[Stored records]
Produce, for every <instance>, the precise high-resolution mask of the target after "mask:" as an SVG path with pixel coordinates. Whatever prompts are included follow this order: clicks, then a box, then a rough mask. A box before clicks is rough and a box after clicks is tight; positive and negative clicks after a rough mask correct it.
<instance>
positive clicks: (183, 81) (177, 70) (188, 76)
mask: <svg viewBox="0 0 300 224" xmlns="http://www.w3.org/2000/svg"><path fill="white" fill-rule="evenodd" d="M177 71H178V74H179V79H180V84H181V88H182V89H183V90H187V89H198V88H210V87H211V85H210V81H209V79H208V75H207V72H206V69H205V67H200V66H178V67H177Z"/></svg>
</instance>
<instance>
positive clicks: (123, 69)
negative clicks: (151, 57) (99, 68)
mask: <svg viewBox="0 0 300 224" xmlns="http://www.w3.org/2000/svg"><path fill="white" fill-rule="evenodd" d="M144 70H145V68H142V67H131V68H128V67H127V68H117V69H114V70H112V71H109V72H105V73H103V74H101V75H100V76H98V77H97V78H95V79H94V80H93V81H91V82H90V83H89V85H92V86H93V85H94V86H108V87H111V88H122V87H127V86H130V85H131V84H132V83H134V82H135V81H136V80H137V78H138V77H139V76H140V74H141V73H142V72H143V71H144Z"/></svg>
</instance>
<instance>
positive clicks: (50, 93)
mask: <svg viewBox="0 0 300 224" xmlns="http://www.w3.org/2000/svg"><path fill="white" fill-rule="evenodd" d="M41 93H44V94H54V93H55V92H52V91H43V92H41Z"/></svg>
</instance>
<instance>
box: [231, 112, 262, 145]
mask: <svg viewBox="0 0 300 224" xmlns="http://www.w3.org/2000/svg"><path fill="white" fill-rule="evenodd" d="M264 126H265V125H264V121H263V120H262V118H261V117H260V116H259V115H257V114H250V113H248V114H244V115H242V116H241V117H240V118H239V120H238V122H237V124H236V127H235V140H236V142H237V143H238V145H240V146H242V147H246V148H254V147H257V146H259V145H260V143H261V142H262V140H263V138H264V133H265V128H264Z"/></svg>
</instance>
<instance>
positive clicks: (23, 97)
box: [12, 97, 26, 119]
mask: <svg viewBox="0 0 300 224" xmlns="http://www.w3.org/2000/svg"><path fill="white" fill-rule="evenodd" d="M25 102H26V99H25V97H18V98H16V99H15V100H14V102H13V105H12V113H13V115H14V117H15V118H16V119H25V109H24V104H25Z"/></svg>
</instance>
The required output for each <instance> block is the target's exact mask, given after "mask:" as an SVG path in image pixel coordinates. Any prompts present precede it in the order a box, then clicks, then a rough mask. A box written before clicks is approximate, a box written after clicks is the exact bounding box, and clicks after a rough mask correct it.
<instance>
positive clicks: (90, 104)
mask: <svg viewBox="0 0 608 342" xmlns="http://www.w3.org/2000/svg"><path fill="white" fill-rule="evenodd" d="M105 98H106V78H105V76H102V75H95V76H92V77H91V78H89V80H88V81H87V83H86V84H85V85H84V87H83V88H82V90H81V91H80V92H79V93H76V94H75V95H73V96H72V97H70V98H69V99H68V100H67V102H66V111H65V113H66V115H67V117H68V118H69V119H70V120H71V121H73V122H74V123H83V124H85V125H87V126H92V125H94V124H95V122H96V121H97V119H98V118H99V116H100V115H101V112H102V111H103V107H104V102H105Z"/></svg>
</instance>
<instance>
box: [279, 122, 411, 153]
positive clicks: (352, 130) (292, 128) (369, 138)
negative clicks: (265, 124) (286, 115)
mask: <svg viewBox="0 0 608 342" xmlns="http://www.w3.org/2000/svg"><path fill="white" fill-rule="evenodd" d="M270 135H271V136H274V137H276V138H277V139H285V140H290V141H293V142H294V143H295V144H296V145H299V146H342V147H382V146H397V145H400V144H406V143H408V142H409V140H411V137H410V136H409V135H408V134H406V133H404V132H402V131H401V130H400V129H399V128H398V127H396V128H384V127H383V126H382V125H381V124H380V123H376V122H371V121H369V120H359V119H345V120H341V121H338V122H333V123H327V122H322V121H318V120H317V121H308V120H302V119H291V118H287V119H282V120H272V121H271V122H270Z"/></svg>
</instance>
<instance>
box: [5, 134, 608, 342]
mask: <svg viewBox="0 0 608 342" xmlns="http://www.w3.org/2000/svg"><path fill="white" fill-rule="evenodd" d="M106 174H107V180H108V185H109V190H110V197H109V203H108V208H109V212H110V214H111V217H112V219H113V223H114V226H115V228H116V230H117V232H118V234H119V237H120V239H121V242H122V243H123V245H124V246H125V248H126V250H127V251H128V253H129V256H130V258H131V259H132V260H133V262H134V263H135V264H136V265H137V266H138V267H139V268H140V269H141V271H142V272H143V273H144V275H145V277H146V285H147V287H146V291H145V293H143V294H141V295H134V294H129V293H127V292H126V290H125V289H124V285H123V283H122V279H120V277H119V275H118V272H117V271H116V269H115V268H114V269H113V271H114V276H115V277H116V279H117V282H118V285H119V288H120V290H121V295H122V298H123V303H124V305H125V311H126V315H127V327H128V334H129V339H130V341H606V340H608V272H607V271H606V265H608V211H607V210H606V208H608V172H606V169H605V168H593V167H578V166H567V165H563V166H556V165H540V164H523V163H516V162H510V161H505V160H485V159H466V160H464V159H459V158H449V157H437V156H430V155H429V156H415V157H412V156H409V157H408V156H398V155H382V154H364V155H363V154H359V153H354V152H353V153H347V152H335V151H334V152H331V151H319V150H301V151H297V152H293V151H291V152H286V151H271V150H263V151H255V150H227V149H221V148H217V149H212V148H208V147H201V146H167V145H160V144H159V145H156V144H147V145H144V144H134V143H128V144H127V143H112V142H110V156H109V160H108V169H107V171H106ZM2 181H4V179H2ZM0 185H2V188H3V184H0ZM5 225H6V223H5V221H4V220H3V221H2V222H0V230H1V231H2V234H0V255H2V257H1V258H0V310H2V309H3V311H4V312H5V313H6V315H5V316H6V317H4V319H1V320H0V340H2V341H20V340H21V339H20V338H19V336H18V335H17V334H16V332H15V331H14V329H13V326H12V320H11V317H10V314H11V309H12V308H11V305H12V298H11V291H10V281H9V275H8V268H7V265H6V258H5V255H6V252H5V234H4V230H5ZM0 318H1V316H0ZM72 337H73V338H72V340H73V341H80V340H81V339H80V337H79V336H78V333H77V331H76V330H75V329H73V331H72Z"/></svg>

> _Your assignment_
Print out all of the records above, word for word.

> _Result for this exercise_
Produce, for every <instance>, the precise high-resolution mask of the target after "mask:" as an SVG path with pixel coordinates. Whatever prompts are included follow this order: clicks, then a box, then a rough mask. A box before clicks is rough and a box after clicks is tight; positive and negative clicks after a rough mask correct it.
<instance>
positive clicks: (183, 81) (177, 70) (188, 76)
mask: <svg viewBox="0 0 300 224" xmlns="http://www.w3.org/2000/svg"><path fill="white" fill-rule="evenodd" d="M177 71H178V74H179V79H180V84H181V88H182V89H183V90H187V89H198V88H210V87H211V85H210V81H209V79H208V75H207V72H206V69H205V67H200V66H178V67H177Z"/></svg>
</instance>
<instance>
positive clicks: (123, 69)
negative clicks: (151, 57) (99, 68)
mask: <svg viewBox="0 0 300 224" xmlns="http://www.w3.org/2000/svg"><path fill="white" fill-rule="evenodd" d="M144 70H145V68H142V67H131V68H128V67H127V68H117V69H114V70H112V71H109V72H105V73H103V74H101V75H100V76H98V77H97V78H95V79H94V80H93V81H91V82H90V83H89V85H92V86H93V85H94V86H108V87H111V88H122V87H127V86H130V85H131V84H132V83H134V82H135V81H136V80H137V78H138V77H139V76H140V74H141V73H142V72H143V71H144Z"/></svg>
</instance>
<instance>
positive clicks: (50, 93)
mask: <svg viewBox="0 0 300 224" xmlns="http://www.w3.org/2000/svg"><path fill="white" fill-rule="evenodd" d="M41 93H44V94H54V93H55V92H52V91H43V92H41Z"/></svg>
</instance>
<instance>
box: [231, 112, 262, 145]
mask: <svg viewBox="0 0 300 224" xmlns="http://www.w3.org/2000/svg"><path fill="white" fill-rule="evenodd" d="M264 126H265V125H264V121H263V120H262V118H261V117H260V116H259V115H257V114H250V113H248V114H244V115H242V116H241V117H240V118H239V120H238V122H237V124H236V127H235V140H236V142H237V143H238V145H240V146H242V147H246V148H254V147H257V146H259V145H260V143H261V142H262V140H263V138H264V133H265V128H264Z"/></svg>
</instance>
<instance>
positive clicks: (23, 97)
box: [12, 97, 26, 119]
mask: <svg viewBox="0 0 300 224" xmlns="http://www.w3.org/2000/svg"><path fill="white" fill-rule="evenodd" d="M25 102H26V99H25V97H18V98H16V99H15V100H14V102H13V105H12V113H13V115H14V117H15V118H16V119H25V109H24V104H25Z"/></svg>
</instance>
The required output for each <instance> block is the target's exact mask, given after "mask:" as an SVG path in image pixel coordinates. Any prompts present precede it in the order a box, then clicks, then a rough mask. A box written before clicks is approximate, a box written after clicks is the exact bounding box, and clicks after a rough mask correct it.
<instance>
positive clicks: (90, 104)
mask: <svg viewBox="0 0 608 342" xmlns="http://www.w3.org/2000/svg"><path fill="white" fill-rule="evenodd" d="M105 98H106V78H105V76H102V75H95V76H92V77H91V78H89V80H88V81H87V83H86V84H85V85H84V87H83V88H82V90H81V91H80V92H79V93H76V94H75V95H73V96H72V97H70V98H69V99H68V100H67V102H66V111H65V113H66V115H67V117H68V118H69V119H70V120H71V121H73V122H74V123H83V124H85V125H87V126H92V125H94V124H95V122H96V121H97V119H98V118H99V116H100V115H101V112H102V111H103V107H104V102H105Z"/></svg>
</instance>
<instance>
box: [279, 122, 411, 153]
positive clicks: (352, 130) (292, 128) (369, 138)
negative clicks: (265, 124) (286, 115)
mask: <svg viewBox="0 0 608 342" xmlns="http://www.w3.org/2000/svg"><path fill="white" fill-rule="evenodd" d="M270 135H271V136H274V137H276V138H277V139H285V140H290V141H293V142H294V143H295V144H296V145H299V146H342V147H382V146H397V145H400V144H406V143H408V142H409V140H411V137H410V136H409V135H408V134H406V133H404V132H402V131H401V130H400V129H399V128H398V127H396V128H384V127H383V126H382V125H381V124H380V123H376V122H371V121H369V120H359V119H345V120H341V121H338V122H333V123H327V122H322V121H318V120H317V121H308V120H302V119H291V118H287V119H282V120H272V121H271V122H270Z"/></svg>
</instance>
<instance>
box: [5, 134, 608, 342]
mask: <svg viewBox="0 0 608 342" xmlns="http://www.w3.org/2000/svg"><path fill="white" fill-rule="evenodd" d="M106 174H107V180H108V185H109V190H110V197H109V203H108V208H109V212H110V214H111V217H112V219H113V223H114V226H115V228H116V230H117V232H118V234H119V237H120V239H121V242H122V243H123V245H124V246H125V248H126V250H127V251H128V253H129V256H130V258H131V259H132V260H133V262H134V263H135V264H136V265H137V266H138V267H139V268H140V269H141V271H142V272H143V273H144V275H145V277H146V285H147V287H146V291H145V293H143V294H141V295H134V294H129V293H127V292H126V290H125V289H124V285H123V283H122V279H120V277H119V275H118V272H117V271H116V269H115V268H114V269H113V271H114V276H115V277H116V279H117V282H118V285H119V288H120V290H121V295H122V298H123V303H124V305H125V311H126V315H127V327H128V334H129V339H130V341H606V340H608V272H607V271H606V265H608V211H607V210H606V208H608V172H606V169H605V168H593V167H578V166H567V165H563V166H556V165H540V164H523V163H516V162H510V161H505V160H485V159H466V160H464V159H459V158H449V157H437V156H430V155H429V156H415V157H412V156H409V157H408V156H398V155H382V154H364V155H363V154H359V153H354V152H353V153H347V152H335V151H334V152H331V151H319V150H301V151H297V152H293V151H291V152H286V151H271V150H263V151H255V150H227V149H221V148H217V149H212V148H208V147H201V146H167V145H160V144H159V145H156V144H147V145H144V144H134V143H128V144H127V143H112V142H110V156H109V160H108V169H107V171H106ZM2 181H4V179H2ZM0 185H2V188H3V184H0ZM5 225H6V223H5V221H4V220H3V221H2V222H0V230H1V231H2V234H0V255H2V257H1V258H0V310H2V309H3V311H4V312H5V313H6V315H5V316H6V317H4V319H1V320H0V340H2V341H20V340H21V339H20V338H19V336H18V335H17V334H16V332H15V331H14V329H13V326H12V320H11V317H10V314H11V309H12V308H11V305H12V298H11V291H10V281H9V275H8V268H7V265H6V258H5V255H6V252H5V234H4V230H5ZM0 318H1V316H0ZM72 337H73V338H72V340H73V341H80V340H81V339H80V337H79V336H78V333H77V331H76V330H75V329H73V331H72Z"/></svg>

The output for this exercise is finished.